**TEXT EXCERPT:**
Implementation:Datahub project Datahub ProtobufDataset Builder

From Leeroopedia


Field Value
Implementation Name ProtobufDataset_Builder
Type API Doc
Workflow Protobuf_Schema_Ingestion
Repository https://github.com/datahub-project/datahub
Implements Principle:Datahub_project_Datahub_Protobuf_Schema_Conversion
Last Updated 2026-02-09 17:00 GMT

Overview

Description

ProtobufDataset Builder is the core API for transforming compiled protobuf descriptor sets into DataHub metadata. The ProtobufDataset class uses the Builder pattern to configure all parameters needed for schema conversion, then constructs a ProtobufGraph internally and applies a set of visitor classes to produce a stream of MetadataChangeProposalWrapper collections. These MCPs represent the full set of DataHub aspects derived from the protobuf schema, including SchemaMetadata, DatasetProperties, Ownership, GlobalTags, Domains, GlossaryTerms, InstitutionalMemory, Deprecation, Status, and SubTypes.

The builder internally coordinates three key components:

  • ProtobufGraph: A JGraphT-based directed graph modeling messages, fields, and type relationships (489 lines).
  • DatasetVisitor: A composite visitor that aggregates dataset-level metadata from sub-visitors (180 lines).
  • SchemaFieldVisitor / ProtobufExtensionFieldVisitor: Field-level visitors that produce SchemaField records with type information, descriptions, and field paths (27 lines / extended).

Usage

The builder is instantiated via ProtobufDataset.builder(), configured with setter methods, and finalized with .build(). After building, getAllMetadataChangeProposals() is called to produce the output stream of MCPs.

Code Reference

Source Location

  • metadata-integration/java/datahub-protobuf/src/main/java/datahub/protobuf/ProtobufDataset.java, lines 1-315
  • metadata-integration/java/datahub-protobuf/src/main/java/datahub/protobuf/model/ProtobufGraph.java, lines 1-489
  • metadata-integration/java/datahub-protobuf/src/main/java/datahub/protobuf/model/ProtobufField.java, lines 1-399

Signature

Builder construction and build:

public static ProtobufDataset.Builder builder()

**SUPPLIED MATERIAL:**
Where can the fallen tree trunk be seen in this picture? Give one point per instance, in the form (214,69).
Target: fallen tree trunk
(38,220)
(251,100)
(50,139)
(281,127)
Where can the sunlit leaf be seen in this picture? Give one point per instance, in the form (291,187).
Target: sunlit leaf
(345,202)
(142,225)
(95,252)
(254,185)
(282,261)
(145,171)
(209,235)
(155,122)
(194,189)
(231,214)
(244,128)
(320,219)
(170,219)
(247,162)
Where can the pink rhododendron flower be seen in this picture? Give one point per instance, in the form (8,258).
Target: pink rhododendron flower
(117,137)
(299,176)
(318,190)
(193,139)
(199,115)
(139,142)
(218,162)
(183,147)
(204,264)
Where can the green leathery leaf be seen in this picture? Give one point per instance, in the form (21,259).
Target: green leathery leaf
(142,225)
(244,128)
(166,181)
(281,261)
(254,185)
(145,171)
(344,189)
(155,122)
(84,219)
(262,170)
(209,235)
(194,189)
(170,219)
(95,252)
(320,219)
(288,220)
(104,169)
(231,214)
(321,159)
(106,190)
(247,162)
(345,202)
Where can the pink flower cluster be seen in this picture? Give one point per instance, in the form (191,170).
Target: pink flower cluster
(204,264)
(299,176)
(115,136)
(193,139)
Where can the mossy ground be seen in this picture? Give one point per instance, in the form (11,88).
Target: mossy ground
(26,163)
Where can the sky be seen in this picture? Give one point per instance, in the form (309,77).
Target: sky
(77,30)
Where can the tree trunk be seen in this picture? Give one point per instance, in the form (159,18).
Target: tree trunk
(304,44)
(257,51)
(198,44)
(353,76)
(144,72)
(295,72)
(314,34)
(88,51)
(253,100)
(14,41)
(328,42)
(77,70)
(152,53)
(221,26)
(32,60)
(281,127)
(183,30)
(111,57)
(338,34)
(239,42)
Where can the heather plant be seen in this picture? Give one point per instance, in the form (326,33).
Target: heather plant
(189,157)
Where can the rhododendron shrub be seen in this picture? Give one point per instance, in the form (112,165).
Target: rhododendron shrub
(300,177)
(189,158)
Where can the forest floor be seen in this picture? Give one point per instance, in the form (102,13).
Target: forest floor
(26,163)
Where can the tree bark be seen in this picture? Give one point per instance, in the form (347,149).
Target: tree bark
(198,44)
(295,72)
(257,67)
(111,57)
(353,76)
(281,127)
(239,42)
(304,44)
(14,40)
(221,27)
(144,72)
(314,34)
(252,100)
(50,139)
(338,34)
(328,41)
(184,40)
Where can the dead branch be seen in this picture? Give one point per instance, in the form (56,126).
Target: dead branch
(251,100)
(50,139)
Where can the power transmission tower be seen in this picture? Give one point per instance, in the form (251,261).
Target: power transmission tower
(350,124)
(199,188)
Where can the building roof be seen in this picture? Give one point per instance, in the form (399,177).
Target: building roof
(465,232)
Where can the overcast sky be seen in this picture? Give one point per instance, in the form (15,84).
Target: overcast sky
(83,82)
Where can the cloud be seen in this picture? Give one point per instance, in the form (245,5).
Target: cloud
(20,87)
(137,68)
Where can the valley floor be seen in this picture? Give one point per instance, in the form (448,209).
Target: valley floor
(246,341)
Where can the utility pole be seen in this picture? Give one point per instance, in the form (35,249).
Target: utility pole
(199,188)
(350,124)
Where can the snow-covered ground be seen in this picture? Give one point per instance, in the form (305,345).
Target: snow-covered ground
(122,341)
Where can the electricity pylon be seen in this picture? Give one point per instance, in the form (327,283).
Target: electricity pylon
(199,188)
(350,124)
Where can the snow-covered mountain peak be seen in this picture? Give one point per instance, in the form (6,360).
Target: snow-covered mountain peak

**AIM 1:** According to the ProtobufDataset Builder text, what library is the ProtobufGraph directed graph based on?
**AIM 2:** Report every line of the records that contains the string "forest".

**FULL OUTPUT 1:** JGraphT

**FULL OUTPUT 2:**
Where can the forest floor be seen in this picture? Give one point per instance, in the form (102,13).
Target: forest floor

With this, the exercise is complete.